* [Problems]
1 – List every foreign country mentioned in the essay on America as the land of opportunity, including any named only through an adjective.
2 – Continue the essay on America as the land of opportunity, starting after its final paragraph.

* [Page]
┄┄┄┄┄┄

The Land of Opportunity

November 3, 2010

I love that my country is known throughout the world as the land of opportunity. That’s not just a statement about making money. You can’t have opportunity in a corrupt, third world hell hole with no right to property, a right to fail, or a right to succeed. It is protected by the will of the people, and piggy backs on top of man’s natural desire to create resources, then use them on his family, his community, and even his charities.

Show me an oppressed person, sloshing through mud in a poverty stricken far off land and his hope is that America will provide him with an opportunity. The world’s economic slaves don’t dream that France will do something about his plight. They put no moral expectation on Saudi Arabia to help them. The world hates America because they expect so much from the leader of the free world. If their hope is in their Cuban government, they’re screwed. No business owner in Mexico hopes Mexico will help him, he’ll get more help from the crumbs that drop from our country’s table before he’ll get help from his own.

My parents were average Americans, and that means they are exceptional. By no other luck, or act of God’s grace was I born here, into the world’s greatest system of government, and into the world’s greatest people to grasp a charter by a handful of brilliant visionaries. My mother a teacher’s aid and my father a carpenter had an artist who made a decent living at the arts… which is near impossible if you ask most artists.

I worked crap jobs, but I did work. If I worked a shift at Wendy’s or shoveled molten cow fat at Foster Farms, I learned from my parents to work not just harder than anyone else, but to work in a way that honored my dad’s name. I learned from church to work as if God was my employer, not just because I would earn my money, but because excellence at work was the right thing to do. I failed at that task, but I always had that ideal in my mind, and it transferred perfectly into the arts.

┄┄┄┄┄┄

* [Collected data]
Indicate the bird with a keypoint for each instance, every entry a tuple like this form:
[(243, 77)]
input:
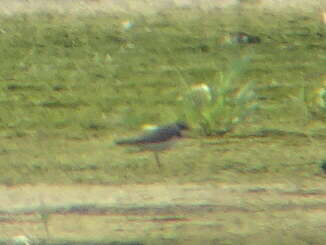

┄┄┄┄┄┄

* [Results by task]
1 – France, Saudi Arabia, Cuba, Mexico

2 –
But the hardest lesson I ever learned was by running my own small business in California. We made video games. It was by far the hardest thing I’d ever done. The stress kept me up at night, grinding my teeth with stress and being such a time burden it even put my marriage on the rocks. From that point on, I came to not only respect all business owners, but I had a deep gratitude for what they do. They provide jobs. So the usual socialist attitude of many artists that demonized “the rich” didn’t find a home in my heart.

There’s nothing that eats away at a man quite like not having a job. A man who works to provide and carry his own weight is an empowering, honorable thing that repurposes a man’s trouble making hands into something constructive. In that sense, given America is the world’s most powerful economic engine, we are also the most empowering of the individual.

As I saw my country over the last four years lean away from providing opportunity for our great work force and lean toward “compassion”, bail-outs, redistribution of wealth and a demonization of high wage earners (aka employers), I grew worried that we might have lost our charter. I couldn’t believe that we changed, but it seemed like America suddenly forgot what made us great, what made us unique from Europe, and what provided the grease for the wheels of liberty.

Nothing could shake us from the spell of Hope and Change quite like 10% unemployment. Take away a man’s job and see how much he cares if his car is run by fossil fuels or solar panels. Crush an economy and see if he would prefer “a new kind of politics and unity” over a job.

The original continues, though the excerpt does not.